▸ REQUIREMENT: Output exactly the lines between the line that contains "[spot] the black tail" and the last line of the material, counting both.

--------------------------------------------------

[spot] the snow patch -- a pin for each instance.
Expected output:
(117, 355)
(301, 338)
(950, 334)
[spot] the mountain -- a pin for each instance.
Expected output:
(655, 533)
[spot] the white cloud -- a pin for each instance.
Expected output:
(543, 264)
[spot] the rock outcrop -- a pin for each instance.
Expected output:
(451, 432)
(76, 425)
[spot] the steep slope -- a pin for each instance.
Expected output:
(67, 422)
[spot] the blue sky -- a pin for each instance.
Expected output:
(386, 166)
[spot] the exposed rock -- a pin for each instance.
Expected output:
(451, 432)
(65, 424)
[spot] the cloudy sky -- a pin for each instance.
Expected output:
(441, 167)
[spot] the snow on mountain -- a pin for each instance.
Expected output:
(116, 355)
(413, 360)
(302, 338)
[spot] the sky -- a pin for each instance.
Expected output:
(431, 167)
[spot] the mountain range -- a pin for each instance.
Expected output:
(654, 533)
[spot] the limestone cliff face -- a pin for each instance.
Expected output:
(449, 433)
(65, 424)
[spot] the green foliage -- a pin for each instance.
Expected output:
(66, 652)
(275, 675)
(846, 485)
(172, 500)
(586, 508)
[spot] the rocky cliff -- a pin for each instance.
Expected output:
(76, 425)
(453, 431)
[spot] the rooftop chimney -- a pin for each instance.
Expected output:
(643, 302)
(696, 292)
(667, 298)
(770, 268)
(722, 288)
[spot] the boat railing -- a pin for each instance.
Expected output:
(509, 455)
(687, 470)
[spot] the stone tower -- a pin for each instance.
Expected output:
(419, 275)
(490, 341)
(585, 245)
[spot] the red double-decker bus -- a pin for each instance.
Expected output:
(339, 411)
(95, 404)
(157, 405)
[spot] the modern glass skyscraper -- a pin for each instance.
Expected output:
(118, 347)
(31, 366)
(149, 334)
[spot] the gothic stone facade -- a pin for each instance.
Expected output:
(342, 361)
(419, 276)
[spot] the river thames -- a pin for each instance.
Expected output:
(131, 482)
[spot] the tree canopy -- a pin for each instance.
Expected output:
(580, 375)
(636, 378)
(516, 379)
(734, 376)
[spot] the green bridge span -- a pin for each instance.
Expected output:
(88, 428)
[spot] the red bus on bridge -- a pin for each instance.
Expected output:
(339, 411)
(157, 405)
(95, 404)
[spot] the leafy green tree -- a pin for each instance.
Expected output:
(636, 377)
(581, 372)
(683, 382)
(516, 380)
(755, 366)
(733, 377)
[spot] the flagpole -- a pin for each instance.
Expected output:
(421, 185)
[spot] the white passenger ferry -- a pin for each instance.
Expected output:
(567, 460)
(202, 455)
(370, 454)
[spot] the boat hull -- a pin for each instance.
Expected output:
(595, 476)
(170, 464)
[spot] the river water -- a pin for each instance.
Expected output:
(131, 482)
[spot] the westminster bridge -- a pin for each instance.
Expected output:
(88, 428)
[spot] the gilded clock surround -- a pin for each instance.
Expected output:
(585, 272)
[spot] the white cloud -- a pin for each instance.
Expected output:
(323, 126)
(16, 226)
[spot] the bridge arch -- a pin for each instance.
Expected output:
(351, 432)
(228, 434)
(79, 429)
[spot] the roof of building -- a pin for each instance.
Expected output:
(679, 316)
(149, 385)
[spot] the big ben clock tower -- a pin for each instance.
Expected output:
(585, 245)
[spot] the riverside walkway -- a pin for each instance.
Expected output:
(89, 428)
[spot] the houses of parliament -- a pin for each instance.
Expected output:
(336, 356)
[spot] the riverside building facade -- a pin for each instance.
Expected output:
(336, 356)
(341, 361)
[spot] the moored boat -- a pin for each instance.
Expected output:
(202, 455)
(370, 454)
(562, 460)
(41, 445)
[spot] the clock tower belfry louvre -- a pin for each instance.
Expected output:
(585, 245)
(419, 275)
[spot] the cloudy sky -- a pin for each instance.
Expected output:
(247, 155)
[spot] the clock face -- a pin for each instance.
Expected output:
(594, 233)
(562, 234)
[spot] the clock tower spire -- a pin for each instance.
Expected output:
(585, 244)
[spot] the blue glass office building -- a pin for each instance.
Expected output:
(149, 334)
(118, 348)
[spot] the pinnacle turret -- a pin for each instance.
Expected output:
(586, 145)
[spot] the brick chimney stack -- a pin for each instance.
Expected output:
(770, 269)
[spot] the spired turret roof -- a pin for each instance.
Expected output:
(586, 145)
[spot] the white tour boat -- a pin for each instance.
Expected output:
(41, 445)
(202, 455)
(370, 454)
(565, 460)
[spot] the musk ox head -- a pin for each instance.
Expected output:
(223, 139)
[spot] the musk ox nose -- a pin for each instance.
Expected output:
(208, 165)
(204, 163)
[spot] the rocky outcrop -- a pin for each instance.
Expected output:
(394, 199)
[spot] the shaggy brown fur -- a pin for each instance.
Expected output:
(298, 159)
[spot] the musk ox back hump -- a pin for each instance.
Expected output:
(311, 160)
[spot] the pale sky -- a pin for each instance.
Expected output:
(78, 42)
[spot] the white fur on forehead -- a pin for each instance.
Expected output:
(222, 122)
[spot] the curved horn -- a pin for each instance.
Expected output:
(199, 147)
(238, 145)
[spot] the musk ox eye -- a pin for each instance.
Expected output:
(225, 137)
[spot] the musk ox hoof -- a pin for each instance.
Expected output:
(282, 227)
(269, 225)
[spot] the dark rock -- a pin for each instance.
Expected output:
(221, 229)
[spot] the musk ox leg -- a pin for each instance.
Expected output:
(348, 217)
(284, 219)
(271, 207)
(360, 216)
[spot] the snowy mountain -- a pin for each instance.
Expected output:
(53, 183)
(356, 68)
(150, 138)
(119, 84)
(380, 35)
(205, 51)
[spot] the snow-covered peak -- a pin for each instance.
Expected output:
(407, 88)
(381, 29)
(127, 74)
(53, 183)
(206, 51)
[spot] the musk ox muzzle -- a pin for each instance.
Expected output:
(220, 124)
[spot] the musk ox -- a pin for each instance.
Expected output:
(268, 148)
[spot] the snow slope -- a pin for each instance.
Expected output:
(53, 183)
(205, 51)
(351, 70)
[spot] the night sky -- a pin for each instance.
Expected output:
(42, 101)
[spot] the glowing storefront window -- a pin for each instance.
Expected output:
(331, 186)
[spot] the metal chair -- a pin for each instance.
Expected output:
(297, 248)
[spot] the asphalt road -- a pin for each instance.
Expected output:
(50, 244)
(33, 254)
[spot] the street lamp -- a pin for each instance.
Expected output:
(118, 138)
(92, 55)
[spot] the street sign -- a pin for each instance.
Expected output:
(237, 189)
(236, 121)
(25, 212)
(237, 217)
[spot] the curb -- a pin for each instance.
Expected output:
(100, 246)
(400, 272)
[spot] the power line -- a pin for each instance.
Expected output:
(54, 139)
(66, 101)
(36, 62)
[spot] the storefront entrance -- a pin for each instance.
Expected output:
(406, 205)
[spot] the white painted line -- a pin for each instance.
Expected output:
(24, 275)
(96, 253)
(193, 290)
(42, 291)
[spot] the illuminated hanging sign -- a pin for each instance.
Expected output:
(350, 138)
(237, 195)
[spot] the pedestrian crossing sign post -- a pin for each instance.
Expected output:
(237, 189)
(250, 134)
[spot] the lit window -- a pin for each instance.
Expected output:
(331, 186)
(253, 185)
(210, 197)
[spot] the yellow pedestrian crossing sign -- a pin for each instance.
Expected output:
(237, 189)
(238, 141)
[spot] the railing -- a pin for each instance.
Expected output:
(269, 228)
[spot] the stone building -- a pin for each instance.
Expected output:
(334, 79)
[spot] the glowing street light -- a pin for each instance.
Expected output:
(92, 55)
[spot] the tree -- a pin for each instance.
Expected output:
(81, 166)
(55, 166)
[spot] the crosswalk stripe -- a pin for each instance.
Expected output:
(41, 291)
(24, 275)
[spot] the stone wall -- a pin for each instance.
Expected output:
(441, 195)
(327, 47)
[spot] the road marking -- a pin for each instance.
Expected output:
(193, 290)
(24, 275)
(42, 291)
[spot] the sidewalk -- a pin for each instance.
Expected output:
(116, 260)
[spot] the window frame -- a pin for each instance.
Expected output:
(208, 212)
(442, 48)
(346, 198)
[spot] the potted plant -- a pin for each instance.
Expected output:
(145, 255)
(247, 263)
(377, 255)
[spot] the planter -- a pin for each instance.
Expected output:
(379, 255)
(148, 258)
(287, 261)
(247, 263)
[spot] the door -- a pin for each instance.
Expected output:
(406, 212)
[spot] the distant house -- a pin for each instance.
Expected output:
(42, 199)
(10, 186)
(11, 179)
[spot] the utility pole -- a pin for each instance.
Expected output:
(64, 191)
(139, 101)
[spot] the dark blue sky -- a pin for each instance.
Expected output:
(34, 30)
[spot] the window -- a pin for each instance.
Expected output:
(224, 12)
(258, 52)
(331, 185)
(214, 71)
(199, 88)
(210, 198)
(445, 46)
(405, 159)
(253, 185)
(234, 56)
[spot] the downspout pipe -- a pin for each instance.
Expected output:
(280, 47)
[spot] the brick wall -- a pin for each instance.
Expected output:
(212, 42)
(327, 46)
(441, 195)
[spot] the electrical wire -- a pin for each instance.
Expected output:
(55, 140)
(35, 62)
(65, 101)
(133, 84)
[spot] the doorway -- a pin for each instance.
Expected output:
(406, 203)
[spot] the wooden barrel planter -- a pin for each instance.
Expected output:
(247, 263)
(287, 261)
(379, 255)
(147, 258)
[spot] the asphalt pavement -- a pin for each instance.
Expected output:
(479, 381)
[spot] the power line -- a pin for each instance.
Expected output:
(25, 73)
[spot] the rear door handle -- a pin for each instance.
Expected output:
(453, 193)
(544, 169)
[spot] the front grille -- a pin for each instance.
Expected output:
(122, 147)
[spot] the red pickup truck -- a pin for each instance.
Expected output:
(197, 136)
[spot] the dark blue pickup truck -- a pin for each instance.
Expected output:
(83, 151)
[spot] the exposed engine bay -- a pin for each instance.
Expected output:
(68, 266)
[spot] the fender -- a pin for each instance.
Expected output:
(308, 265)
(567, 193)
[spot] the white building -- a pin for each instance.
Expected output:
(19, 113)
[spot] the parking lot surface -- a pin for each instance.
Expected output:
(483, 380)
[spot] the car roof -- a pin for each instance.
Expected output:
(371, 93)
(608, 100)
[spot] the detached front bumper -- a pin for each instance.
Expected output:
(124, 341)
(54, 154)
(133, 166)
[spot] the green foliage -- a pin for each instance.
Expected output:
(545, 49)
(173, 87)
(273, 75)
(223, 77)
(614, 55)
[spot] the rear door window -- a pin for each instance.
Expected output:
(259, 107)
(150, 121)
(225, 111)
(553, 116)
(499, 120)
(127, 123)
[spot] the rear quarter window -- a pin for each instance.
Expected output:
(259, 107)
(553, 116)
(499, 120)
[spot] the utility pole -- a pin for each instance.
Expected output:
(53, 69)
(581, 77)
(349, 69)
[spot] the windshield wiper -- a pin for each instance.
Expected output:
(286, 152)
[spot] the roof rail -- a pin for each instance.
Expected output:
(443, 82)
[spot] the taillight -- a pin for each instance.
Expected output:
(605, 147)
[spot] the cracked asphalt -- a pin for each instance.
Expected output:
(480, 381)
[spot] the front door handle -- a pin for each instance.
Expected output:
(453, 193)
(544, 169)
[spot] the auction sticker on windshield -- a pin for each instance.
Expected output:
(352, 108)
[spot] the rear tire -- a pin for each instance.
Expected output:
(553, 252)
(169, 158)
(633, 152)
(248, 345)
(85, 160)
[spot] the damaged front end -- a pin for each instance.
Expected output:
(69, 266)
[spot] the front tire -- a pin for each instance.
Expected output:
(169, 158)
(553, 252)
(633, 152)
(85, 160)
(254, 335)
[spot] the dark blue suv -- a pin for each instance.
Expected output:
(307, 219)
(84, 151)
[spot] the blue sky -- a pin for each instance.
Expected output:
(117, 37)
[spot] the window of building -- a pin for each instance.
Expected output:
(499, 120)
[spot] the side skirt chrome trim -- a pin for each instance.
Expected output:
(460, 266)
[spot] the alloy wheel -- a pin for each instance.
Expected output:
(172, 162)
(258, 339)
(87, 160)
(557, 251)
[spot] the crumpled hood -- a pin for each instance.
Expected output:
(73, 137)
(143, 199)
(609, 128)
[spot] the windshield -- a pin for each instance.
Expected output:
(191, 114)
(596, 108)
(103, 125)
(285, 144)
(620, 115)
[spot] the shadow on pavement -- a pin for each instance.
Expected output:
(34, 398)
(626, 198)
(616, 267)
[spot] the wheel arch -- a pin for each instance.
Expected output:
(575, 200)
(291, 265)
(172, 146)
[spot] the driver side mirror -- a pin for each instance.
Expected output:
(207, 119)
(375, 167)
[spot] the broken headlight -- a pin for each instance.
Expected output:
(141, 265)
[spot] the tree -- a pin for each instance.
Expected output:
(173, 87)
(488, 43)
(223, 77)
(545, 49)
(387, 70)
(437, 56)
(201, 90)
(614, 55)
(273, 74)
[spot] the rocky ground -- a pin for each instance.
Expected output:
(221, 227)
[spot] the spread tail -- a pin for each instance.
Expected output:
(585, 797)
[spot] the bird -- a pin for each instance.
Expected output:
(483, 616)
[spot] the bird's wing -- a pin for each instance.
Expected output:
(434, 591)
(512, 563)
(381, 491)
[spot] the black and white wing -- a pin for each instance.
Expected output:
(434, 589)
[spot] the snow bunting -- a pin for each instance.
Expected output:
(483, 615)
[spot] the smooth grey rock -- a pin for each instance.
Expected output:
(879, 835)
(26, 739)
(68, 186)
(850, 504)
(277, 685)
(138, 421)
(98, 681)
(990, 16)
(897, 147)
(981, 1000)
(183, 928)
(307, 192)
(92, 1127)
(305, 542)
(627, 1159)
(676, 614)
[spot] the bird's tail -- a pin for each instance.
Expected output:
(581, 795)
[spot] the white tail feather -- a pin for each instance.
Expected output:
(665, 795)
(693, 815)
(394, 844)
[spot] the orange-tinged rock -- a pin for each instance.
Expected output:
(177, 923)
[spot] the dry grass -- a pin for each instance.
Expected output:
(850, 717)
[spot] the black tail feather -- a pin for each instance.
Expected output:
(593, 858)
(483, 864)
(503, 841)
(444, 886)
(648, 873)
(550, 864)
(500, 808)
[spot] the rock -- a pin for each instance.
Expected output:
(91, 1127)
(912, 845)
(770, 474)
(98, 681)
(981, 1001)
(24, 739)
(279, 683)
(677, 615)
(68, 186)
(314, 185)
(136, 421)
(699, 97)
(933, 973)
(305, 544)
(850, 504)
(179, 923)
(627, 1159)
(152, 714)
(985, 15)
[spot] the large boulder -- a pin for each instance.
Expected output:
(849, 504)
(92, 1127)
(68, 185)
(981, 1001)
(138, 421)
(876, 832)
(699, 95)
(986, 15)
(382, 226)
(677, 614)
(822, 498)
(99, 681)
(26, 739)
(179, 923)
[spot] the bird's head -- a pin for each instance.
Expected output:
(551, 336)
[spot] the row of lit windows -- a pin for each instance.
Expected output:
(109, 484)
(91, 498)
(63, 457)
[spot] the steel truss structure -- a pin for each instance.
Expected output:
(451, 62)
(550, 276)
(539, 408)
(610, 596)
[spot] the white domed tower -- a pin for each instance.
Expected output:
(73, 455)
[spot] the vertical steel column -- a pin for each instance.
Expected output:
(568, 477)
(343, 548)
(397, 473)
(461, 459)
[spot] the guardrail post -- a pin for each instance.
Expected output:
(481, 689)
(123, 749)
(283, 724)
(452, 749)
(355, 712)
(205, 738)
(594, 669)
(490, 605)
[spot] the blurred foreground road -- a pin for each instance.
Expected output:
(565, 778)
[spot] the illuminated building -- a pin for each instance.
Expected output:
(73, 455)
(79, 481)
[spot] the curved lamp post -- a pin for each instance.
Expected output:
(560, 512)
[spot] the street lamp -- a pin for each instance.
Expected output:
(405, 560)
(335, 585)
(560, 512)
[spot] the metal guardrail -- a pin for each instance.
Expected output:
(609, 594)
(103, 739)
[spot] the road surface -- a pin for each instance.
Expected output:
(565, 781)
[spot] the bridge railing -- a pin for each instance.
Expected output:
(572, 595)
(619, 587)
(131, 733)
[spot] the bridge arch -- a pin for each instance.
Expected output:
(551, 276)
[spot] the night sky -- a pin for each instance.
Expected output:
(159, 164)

--------------------------------------------------

▸ OUTPUT FOR THIS EXERCISE:
[spot] the black tail feather -- a pin for each instance.
Expected output:
(593, 858)
(483, 864)
(503, 841)
(444, 886)
(648, 873)
(550, 864)
(500, 808)
[spot] the rock -- a pin for each instance.
Expected output:
(91, 1127)
(912, 845)
(770, 474)
(98, 681)
(981, 1001)
(24, 739)
(279, 683)
(677, 615)
(68, 186)
(314, 185)
(136, 421)
(699, 97)
(933, 973)
(305, 544)
(850, 504)
(179, 923)
(627, 1159)
(152, 714)
(985, 15)
[spot] the large boulder -- a pin for each instance.
Expected output:
(849, 504)
(92, 1127)
(68, 185)
(981, 1001)
(138, 421)
(876, 832)
(699, 95)
(986, 15)
(382, 226)
(677, 614)
(822, 498)
(99, 681)
(26, 739)
(179, 923)
[spot] the bird's head -- a pin for each instance.
Expected output:
(551, 336)
[spot] the row of lit windows -- a pin for each instance.
Expected output:
(109, 484)
(91, 498)
(63, 457)
[spot] the steel truss structure -- a pin for each instance.
Expected output:
(451, 62)
(550, 276)
(539, 408)
(610, 596)
[spot] the white domed tower -- a pin for each instance.
Expected output:
(73, 455)
[spot] the vertical steel column -- a pin for each instance.
Expected output:
(568, 477)
(343, 548)
(397, 473)
(461, 459)
[spot] the guardrail post -- a pin for each instance.
Expected output:
(481, 689)
(123, 749)
(283, 724)
(452, 749)
(355, 712)
(205, 738)
(594, 669)
(490, 605)
[spot] the blurred foreground road -- a pin for each instance.
Expected output:
(565, 778)
[spot] the illuminated building -- a pin for each instance.
Expected output:
(73, 455)
(79, 481)
[spot] the curved lamp post -- a pin for each instance.
Expected output:
(560, 512)
[spot] the street lamp -- a pin for each instance.
Expected output:
(405, 560)
(335, 585)
(560, 512)
[spot] the metal guardrail -- a pin for each instance.
Expected output:
(609, 594)
(103, 739)
[spot] the road surface -- a pin for each instance.
Expected output:
(565, 781)
[spot] the bridge railing -- a pin for each instance.
Expected output:
(572, 595)
(619, 587)
(131, 733)
[spot] the bridge arch -- a pin for each instance.
Expected output:
(551, 276)
[spot] the night sky -- a pin for each instance.
Expected output:
(159, 164)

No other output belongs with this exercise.